Copy nothing but the lines running from the one containing "segment --target knee" through the end of the listing below. Drop the pictures.

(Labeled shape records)
= = = = = = =

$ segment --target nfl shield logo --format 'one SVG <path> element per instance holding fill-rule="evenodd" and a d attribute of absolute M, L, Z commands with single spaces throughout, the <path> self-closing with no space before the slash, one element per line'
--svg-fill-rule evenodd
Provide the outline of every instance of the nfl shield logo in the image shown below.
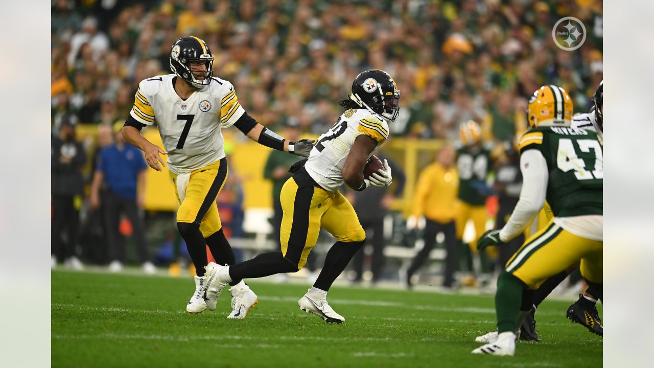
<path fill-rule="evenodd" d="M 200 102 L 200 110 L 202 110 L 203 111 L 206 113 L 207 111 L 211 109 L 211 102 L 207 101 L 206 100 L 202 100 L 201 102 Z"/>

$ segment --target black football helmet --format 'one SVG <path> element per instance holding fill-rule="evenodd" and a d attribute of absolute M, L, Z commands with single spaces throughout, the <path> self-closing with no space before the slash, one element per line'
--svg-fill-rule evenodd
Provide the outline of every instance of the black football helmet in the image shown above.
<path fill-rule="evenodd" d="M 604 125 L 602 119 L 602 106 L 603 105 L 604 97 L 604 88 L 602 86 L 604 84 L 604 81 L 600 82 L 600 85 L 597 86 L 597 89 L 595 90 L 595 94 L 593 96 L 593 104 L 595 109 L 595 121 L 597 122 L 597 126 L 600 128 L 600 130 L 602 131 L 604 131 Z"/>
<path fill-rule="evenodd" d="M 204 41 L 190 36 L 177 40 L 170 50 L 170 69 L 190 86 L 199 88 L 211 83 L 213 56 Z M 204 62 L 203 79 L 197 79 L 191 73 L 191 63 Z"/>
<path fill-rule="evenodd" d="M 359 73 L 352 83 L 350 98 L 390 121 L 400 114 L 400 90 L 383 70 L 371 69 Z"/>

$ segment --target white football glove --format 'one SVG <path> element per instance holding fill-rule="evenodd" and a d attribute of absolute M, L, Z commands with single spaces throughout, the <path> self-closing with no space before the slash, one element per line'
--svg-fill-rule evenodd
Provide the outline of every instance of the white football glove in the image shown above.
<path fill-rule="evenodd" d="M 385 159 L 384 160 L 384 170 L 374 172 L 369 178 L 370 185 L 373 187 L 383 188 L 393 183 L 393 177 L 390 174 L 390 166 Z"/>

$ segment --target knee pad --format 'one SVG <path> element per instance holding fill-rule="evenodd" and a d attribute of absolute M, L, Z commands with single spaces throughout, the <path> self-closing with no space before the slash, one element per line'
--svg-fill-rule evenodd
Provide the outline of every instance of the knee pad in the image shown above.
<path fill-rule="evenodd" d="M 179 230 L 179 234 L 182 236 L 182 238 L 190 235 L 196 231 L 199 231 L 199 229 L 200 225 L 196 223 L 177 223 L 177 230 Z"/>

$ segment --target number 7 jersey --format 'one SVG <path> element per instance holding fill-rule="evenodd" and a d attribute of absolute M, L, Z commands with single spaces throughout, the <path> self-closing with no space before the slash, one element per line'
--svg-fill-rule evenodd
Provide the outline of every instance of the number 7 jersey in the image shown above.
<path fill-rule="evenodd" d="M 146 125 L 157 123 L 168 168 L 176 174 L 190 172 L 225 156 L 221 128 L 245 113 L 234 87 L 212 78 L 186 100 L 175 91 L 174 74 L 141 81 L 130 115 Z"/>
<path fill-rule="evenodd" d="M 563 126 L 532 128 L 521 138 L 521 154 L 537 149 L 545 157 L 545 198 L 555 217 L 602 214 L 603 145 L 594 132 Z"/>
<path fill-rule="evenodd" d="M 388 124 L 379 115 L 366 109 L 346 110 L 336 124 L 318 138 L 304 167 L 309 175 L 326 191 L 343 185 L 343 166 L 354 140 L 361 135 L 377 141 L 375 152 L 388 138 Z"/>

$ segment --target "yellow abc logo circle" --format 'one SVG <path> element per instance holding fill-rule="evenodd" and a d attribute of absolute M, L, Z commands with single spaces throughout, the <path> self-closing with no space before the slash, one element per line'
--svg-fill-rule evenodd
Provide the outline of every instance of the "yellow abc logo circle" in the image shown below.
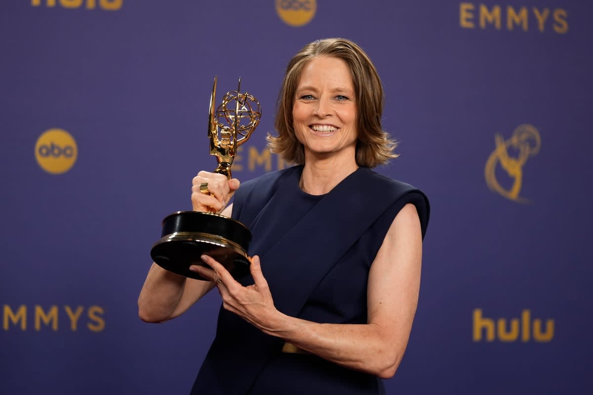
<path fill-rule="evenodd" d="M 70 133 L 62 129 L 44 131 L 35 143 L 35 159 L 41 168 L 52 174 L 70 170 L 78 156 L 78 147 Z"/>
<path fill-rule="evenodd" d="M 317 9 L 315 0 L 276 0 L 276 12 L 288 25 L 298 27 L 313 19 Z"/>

= = = = = = =

ANSWER BELOW:
$ segment --target knee pad --format 'one SVG <path> element per instance holding fill-rule="evenodd" and a d attribute of absolute M, L, Z commands with single spaces throughout, the <path> self-closing with no space before the slash, one element per line'
--svg-fill-rule evenodd
Provide the outline of every instance of the knee pad in the image shown above.
<path fill-rule="evenodd" d="M 179 230 L 179 234 L 182 236 L 182 238 L 190 235 L 196 231 L 199 231 L 199 229 L 200 225 L 196 223 L 177 223 L 177 230 Z"/>

$ segment --target number 7 jersey --format 'one SVG <path> element per instance holding fill-rule="evenodd" and a d attribute of absolute M, L, Z commands with single spaces throughout, the <path> self-closing with no space before the slash, one element per line'
--svg-fill-rule evenodd
Provide the outline of every instance of the number 7 jersey in the image shown above.
<path fill-rule="evenodd" d="M 146 125 L 157 123 L 168 168 L 176 174 L 190 172 L 225 156 L 221 128 L 245 113 L 234 87 L 212 78 L 186 100 L 175 91 L 174 74 L 141 81 L 130 115 Z"/>
<path fill-rule="evenodd" d="M 563 126 L 532 128 L 521 138 L 521 154 L 537 149 L 545 157 L 545 198 L 555 217 L 602 214 L 603 145 L 594 132 Z"/>
<path fill-rule="evenodd" d="M 388 124 L 379 115 L 366 109 L 346 110 L 336 124 L 318 138 L 304 167 L 309 175 L 326 191 L 343 185 L 343 166 L 354 140 L 361 135 L 377 141 L 375 152 L 388 138 Z"/>

$ segment --target "yellow abc logo circle" --format 'one SVG <path> element per instance holding fill-rule="evenodd" and a d attribute of absolute M, L, Z commands with single spaces throughout, the <path> self-closing with no space before the slash, one element per line'
--svg-fill-rule evenodd
Provide the outline of every instance of the "yellow abc logo circle" in the image shown below.
<path fill-rule="evenodd" d="M 70 133 L 62 129 L 44 131 L 35 143 L 35 159 L 41 168 L 52 174 L 70 170 L 78 156 L 78 147 Z"/>
<path fill-rule="evenodd" d="M 317 9 L 315 0 L 276 0 L 276 12 L 288 25 L 298 27 L 313 19 Z"/>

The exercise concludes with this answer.